### DATA ROWS:
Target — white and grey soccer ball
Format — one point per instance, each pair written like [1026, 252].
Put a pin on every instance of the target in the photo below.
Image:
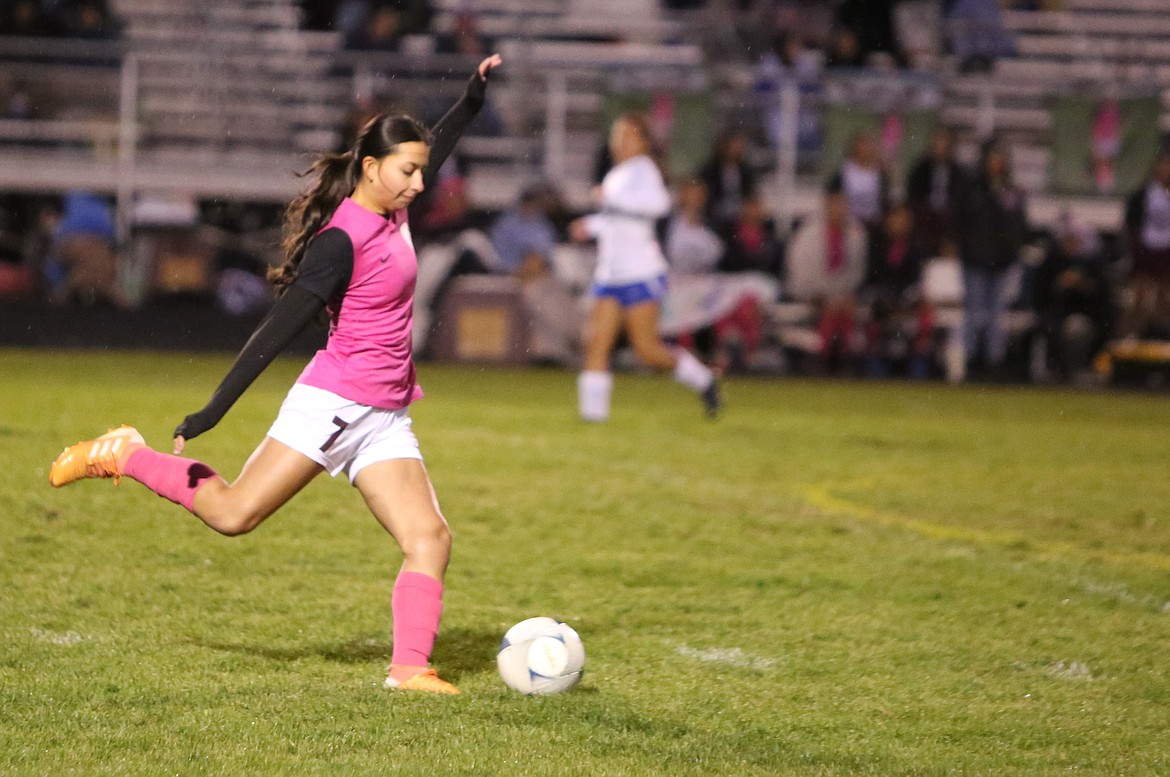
[541, 655]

### TASK TO COMPLETE:
Present the material above as a Markdown table with the columns "Row" and "Line", one numbered row per line, skipping blank lines and leaving out the pictures.

### SOLUTION FOR THIS EXERCISE:
| Row | Line |
|---|---|
| 1 | Target — white and grey soccer ball |
| 2 | Format — one point per instance, each pair written like [1026, 252]. |
| 3 | Put a pin on every instance of the target in the photo below. |
| 4 | Image: |
| 5 | [541, 655] |